- [Your task]
Leave out the images; return the rest of the data exactly.

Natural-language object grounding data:

● ● ● ● ● ● ●

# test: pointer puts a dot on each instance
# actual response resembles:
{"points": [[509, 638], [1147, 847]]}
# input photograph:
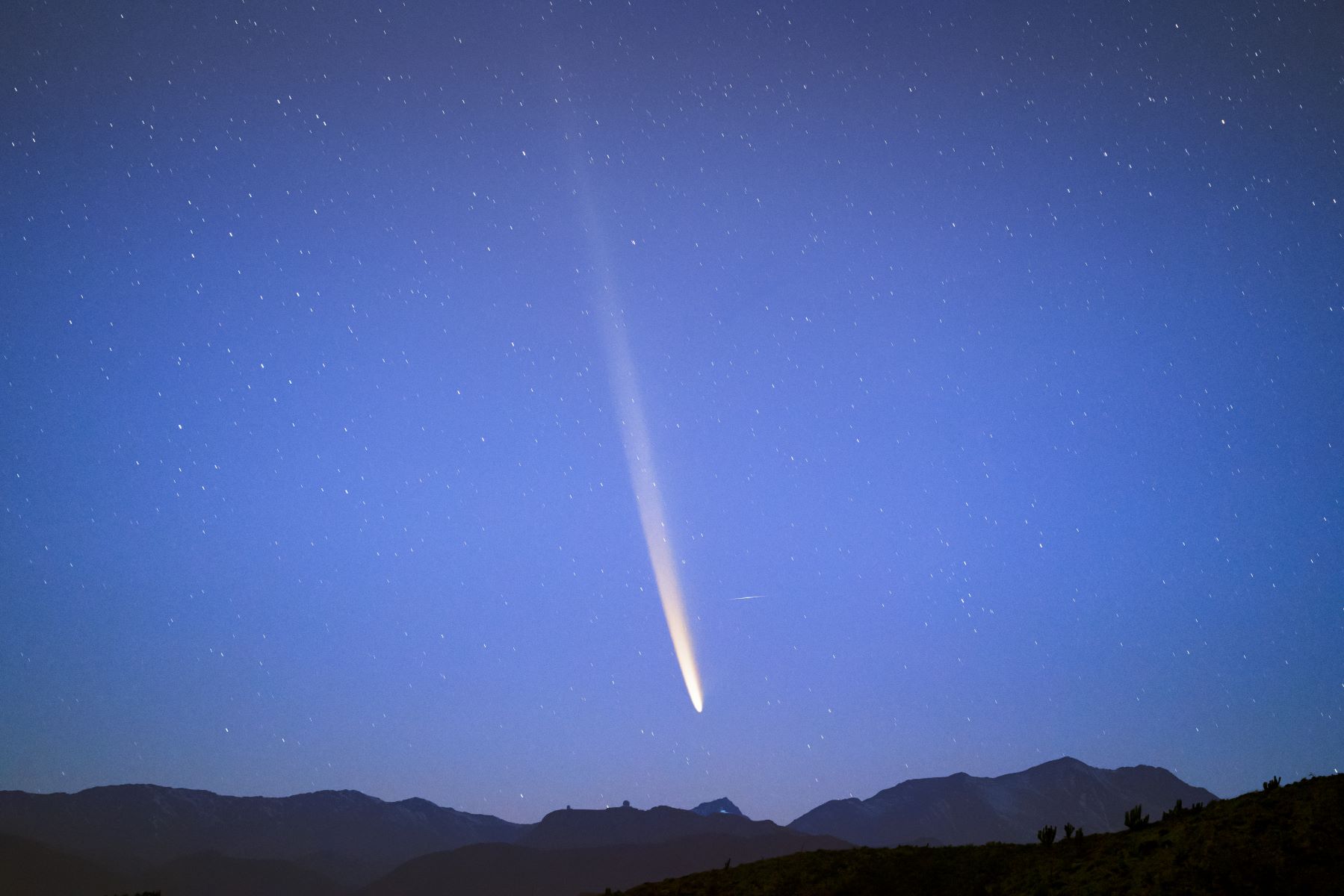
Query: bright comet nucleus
{"points": [[639, 457]]}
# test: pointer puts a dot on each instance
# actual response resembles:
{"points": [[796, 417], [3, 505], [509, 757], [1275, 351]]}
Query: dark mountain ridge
{"points": [[622, 827], [511, 869], [1278, 840], [718, 806], [131, 827], [962, 809]]}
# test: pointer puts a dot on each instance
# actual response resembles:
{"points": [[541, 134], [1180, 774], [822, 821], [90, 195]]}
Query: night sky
{"points": [[995, 351]]}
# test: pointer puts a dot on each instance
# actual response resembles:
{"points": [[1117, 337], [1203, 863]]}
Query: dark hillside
{"points": [[1285, 840]]}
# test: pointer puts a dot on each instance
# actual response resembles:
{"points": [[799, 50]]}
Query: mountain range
{"points": [[961, 809], [338, 842]]}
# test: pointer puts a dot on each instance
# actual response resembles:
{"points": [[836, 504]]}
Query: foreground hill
{"points": [[961, 809], [503, 869], [343, 835], [1277, 841]]}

● ● ● ● ● ● ●

- [Your solution]
# test: pointer puts a dot on each instance
# actual response resembles:
{"points": [[509, 638], [1147, 847]]}
# input photograph:
Query: bright comet nucleus
{"points": [[639, 457]]}
# test: pointer puts a dot on each instance
# actual response resembles:
{"points": [[796, 417], [3, 505], [509, 757], [1275, 351]]}
Query: dark mountain ridge
{"points": [[622, 827], [511, 869], [1278, 840], [718, 806], [131, 827], [962, 809]]}
# test: pointer puts a dot on each instance
# actual response resembles:
{"points": [[541, 134], [1180, 774], [822, 821], [90, 195]]}
Query: night sky
{"points": [[995, 351]]}
# test: pointer puts a dot on each instance
# actual response resembles:
{"points": [[1117, 337], [1203, 863]]}
Query: dark hillside
{"points": [[1285, 840]]}
# test: pointer puts a dot on each instance
# actual response resembles:
{"points": [[799, 50]]}
Query: mountain range
{"points": [[961, 809], [338, 842]]}
# test: pointer puts a dot on each instance
# actual response resembles:
{"points": [[836, 504]]}
Query: foreground hill
{"points": [[961, 809], [503, 869], [343, 835], [1277, 841]]}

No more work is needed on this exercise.